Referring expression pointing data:
▬▬▬

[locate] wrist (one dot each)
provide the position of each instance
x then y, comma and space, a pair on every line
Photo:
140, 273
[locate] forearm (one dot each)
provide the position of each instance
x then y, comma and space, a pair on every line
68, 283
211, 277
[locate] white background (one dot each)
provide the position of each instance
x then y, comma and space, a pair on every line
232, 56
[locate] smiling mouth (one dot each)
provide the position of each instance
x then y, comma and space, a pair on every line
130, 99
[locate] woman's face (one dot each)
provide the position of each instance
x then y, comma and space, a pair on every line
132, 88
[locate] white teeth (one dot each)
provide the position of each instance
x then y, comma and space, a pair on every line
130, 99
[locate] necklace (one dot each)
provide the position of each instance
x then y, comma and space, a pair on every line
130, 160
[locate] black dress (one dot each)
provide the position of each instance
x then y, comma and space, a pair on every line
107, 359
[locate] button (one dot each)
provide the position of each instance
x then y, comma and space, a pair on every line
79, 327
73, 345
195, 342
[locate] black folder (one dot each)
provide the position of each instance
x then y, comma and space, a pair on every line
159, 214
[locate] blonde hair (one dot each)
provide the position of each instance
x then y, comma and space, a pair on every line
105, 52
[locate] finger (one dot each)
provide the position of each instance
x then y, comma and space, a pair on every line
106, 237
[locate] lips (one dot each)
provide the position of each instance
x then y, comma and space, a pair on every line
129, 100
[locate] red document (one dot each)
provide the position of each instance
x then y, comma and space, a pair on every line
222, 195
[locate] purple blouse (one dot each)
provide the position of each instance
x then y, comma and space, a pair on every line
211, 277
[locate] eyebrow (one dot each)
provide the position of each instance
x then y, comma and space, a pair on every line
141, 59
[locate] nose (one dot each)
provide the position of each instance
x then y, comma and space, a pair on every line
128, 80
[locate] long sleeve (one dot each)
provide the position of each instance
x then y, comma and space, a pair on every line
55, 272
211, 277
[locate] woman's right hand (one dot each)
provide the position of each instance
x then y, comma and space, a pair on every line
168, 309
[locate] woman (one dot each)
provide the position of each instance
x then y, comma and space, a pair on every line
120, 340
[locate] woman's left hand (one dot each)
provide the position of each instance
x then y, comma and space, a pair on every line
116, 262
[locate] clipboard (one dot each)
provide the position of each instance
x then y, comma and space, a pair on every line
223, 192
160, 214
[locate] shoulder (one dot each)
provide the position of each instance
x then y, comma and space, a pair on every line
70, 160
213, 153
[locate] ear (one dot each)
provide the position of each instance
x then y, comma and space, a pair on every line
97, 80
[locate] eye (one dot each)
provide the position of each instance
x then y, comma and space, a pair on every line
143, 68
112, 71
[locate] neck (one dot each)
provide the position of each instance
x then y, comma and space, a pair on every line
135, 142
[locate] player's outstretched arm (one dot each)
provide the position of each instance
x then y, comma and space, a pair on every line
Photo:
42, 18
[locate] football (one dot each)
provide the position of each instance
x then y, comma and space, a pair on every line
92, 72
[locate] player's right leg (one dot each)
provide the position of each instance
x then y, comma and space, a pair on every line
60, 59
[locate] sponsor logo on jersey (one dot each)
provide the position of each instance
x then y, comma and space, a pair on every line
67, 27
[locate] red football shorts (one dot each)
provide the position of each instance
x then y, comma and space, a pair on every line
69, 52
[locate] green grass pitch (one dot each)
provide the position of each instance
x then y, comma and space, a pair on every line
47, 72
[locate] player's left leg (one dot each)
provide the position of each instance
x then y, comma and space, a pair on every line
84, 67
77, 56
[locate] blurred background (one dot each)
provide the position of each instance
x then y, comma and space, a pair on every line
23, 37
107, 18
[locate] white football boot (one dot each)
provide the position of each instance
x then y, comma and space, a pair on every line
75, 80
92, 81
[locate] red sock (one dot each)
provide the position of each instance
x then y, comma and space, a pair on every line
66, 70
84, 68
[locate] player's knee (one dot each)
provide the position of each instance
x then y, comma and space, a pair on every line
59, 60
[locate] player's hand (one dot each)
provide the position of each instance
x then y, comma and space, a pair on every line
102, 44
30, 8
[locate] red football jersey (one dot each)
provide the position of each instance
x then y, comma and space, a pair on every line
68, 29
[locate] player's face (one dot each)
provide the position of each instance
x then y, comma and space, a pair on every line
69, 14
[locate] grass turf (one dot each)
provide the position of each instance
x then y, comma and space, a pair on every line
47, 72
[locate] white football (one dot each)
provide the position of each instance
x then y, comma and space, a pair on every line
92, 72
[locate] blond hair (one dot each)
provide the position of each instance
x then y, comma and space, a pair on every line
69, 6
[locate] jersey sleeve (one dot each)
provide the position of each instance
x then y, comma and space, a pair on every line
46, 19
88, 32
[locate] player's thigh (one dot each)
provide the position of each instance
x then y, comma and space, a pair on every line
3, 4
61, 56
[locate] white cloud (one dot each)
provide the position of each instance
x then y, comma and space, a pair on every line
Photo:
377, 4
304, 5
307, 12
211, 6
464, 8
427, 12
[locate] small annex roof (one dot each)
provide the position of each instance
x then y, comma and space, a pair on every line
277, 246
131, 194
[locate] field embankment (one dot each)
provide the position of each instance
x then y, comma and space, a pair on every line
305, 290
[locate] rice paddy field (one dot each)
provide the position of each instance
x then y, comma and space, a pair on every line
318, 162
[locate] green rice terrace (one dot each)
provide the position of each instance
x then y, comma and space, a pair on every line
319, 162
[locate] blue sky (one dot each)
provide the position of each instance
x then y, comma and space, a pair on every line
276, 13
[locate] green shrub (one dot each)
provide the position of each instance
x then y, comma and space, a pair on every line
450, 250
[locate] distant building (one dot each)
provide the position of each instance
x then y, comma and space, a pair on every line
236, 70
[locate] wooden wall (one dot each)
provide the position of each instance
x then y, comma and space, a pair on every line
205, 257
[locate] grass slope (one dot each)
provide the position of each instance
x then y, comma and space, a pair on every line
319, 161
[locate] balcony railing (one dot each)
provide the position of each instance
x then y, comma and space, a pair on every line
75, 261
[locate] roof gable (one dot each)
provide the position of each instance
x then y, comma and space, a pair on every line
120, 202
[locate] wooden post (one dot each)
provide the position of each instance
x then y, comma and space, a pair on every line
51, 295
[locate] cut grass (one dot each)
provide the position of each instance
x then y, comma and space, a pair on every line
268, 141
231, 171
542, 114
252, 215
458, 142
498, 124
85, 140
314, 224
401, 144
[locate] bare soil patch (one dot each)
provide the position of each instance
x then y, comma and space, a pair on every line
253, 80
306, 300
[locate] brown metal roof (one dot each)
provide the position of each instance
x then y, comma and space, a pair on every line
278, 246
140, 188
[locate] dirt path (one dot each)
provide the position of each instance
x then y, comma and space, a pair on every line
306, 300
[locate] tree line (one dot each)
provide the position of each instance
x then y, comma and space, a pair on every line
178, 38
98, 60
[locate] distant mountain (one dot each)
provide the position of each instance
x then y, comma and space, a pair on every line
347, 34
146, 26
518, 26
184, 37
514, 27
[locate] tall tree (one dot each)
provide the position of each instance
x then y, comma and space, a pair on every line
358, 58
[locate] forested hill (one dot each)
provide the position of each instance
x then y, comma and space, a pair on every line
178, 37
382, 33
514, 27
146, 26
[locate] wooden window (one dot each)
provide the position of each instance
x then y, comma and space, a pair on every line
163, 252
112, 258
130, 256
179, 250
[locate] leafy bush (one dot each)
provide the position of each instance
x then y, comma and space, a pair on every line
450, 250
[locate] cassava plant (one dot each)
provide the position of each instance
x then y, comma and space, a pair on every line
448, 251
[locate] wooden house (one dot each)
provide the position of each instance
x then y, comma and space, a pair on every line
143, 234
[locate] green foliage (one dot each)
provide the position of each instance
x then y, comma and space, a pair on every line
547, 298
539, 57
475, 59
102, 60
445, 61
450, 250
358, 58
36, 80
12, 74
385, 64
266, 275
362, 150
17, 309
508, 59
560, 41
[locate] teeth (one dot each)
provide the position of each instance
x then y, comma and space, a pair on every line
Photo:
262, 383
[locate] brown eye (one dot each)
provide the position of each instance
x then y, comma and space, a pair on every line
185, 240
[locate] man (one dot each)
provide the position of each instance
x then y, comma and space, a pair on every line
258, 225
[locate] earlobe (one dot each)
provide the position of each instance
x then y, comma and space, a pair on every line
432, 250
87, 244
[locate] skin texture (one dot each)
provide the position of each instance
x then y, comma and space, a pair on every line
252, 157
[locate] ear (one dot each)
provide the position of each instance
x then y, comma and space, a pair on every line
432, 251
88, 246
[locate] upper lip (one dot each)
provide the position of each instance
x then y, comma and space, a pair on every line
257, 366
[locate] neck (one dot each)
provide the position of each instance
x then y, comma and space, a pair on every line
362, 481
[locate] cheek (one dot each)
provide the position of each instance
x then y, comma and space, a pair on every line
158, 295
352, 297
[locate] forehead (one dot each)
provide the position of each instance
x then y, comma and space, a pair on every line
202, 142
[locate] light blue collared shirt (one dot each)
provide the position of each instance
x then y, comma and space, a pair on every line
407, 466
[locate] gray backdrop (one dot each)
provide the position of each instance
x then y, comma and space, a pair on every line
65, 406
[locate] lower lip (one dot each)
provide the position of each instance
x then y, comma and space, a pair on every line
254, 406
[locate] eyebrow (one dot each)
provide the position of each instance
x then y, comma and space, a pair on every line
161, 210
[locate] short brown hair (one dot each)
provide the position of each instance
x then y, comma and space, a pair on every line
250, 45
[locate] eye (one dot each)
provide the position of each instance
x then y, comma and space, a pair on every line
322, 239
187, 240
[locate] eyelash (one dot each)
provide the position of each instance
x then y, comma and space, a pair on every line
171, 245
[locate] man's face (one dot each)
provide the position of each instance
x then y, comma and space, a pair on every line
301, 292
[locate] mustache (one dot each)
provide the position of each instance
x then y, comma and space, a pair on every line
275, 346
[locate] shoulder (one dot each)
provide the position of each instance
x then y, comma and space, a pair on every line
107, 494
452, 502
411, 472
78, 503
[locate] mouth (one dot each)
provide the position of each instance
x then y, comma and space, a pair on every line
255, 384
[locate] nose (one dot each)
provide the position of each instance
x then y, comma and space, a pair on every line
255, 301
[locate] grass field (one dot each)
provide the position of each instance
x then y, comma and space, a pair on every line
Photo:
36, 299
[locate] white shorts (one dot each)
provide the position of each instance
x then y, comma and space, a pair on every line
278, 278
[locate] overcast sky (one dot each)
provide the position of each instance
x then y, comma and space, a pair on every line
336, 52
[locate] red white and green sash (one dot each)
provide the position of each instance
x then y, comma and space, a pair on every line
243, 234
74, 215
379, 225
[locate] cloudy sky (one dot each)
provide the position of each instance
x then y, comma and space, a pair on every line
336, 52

▬▬▬

▸ What you are asked to do
The line above containing "[locate] player's hand (one dot each)", the line containing "[locate] white football (one dot each)", and every line between them are to be transcribed exactly; no other line is wanted.

▸ Answer to this problem
[locate] player's hand (one dot each)
provide the position of each instance
x then y, comma and space, a pair on every line
102, 44
30, 8
[locate] red football jersey (one dot each)
provide the position of each instance
x then y, comma and space, a pair on every line
68, 29
[locate] player's face (one dot each)
provide the position of each instance
x then y, comma and space, a pair on every line
69, 14
[locate] grass turf (one dot each)
provide the position of each instance
x then y, comma and space, a pair on every line
47, 72
[locate] white football (one dot each)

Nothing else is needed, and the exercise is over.